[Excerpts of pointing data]
━━━━━━━━━━━━━━━━━━━━

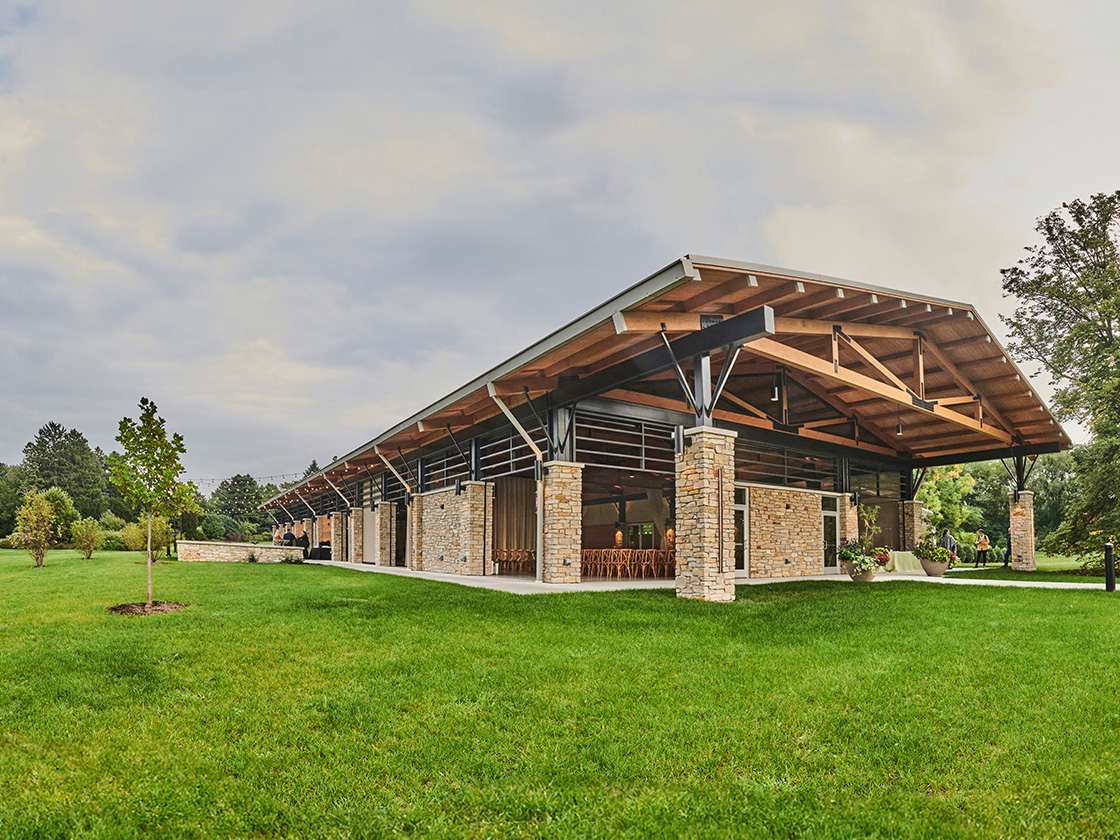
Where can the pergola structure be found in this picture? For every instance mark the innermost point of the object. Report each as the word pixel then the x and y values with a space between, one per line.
pixel 733 413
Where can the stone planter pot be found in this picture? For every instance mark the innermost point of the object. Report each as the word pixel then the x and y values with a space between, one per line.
pixel 933 568
pixel 850 571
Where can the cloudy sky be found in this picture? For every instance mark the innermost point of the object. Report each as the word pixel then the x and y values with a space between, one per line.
pixel 292 224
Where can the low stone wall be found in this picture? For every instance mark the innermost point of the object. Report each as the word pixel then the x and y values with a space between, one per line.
pixel 233 552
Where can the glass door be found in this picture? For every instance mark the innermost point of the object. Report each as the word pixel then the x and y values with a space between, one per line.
pixel 830 511
pixel 742 534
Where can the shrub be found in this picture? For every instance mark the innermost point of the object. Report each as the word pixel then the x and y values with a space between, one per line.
pixel 111 522
pixel 85 534
pixel 112 541
pixel 133 537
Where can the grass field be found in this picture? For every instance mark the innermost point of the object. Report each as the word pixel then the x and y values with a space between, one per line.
pixel 313 701
pixel 1048 568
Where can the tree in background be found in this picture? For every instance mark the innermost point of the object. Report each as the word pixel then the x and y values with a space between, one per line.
pixel 1066 320
pixel 10 486
pixel 1054 483
pixel 188 524
pixel 148 472
pixel 113 497
pixel 943 493
pixel 64 512
pixel 61 457
pixel 85 534
pixel 35 525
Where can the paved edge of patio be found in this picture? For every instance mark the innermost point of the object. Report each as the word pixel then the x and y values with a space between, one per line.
pixel 526 586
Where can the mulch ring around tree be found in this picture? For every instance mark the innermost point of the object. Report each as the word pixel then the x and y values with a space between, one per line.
pixel 142 608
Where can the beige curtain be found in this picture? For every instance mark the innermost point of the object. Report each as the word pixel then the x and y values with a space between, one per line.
pixel 660 505
pixel 514 513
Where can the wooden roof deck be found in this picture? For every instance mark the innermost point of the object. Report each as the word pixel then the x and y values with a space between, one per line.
pixel 852 363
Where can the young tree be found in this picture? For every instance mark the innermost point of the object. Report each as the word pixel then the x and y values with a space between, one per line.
pixel 86 537
pixel 148 472
pixel 35 521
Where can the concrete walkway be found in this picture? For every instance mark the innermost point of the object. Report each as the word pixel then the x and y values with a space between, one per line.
pixel 528 586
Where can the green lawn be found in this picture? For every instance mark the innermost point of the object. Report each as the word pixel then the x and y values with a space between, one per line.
pixel 313 701
pixel 1048 568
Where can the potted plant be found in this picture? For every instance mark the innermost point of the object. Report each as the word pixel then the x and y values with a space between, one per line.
pixel 934 559
pixel 861 561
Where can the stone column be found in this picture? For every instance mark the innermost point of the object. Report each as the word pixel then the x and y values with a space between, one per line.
pixel 705 467
pixel 1023 531
pixel 476 528
pixel 414 550
pixel 910 521
pixel 849 519
pixel 386 522
pixel 337 537
pixel 563 522
pixel 357 534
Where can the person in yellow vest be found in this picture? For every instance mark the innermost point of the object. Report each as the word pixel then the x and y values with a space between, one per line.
pixel 982 544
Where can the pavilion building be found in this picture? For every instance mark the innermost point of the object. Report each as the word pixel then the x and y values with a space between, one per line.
pixel 717 421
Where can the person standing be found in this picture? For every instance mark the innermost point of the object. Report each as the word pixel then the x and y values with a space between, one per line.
pixel 948 541
pixel 982 544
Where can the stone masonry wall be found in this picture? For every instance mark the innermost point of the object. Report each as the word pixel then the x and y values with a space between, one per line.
pixel 563 522
pixel 449 535
pixel 1023 531
pixel 357 534
pixel 786 533
pixel 233 552
pixel 707 450
pixel 910 520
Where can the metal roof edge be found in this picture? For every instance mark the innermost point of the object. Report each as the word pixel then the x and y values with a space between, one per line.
pixel 763 269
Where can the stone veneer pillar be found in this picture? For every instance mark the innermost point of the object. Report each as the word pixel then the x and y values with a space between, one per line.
pixel 338 537
pixel 357 534
pixel 910 520
pixel 386 521
pixel 413 532
pixel 707 463
pixel 1023 531
pixel 563 522
pixel 849 519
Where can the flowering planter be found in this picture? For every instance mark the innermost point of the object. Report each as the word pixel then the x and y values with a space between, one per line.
pixel 850 571
pixel 933 568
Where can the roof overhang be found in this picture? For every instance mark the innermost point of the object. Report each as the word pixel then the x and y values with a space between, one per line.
pixel 857 364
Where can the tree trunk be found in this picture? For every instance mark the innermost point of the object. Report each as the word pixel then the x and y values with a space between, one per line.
pixel 149 558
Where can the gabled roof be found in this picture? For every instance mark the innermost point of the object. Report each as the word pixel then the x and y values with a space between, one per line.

━━━━━━━━━━━━━━━━━━━━

**Written request:**
Copy the material again, starting with the line containing "Where can the paved" and going on through the line containing "pixel 142 608", keeping every line in that span. Multiply each pixel coordinate value by 2.15 and round to the nearest whole number, with halves rounded up, and leave all other text unchanged.

**Solution below:**
Where can the paved edge of patio be found in this picture? For every instance mark the innermost point of the object. Report each as the word pixel then the x and y values with a space between, one per line.
pixel 1131 1260
Where can the mulch ring around tree be found in this picture? For every instance mark the innermost point of the object. Report each as the word pixel then the x and y values with a space between, one per line.
pixel 305 1307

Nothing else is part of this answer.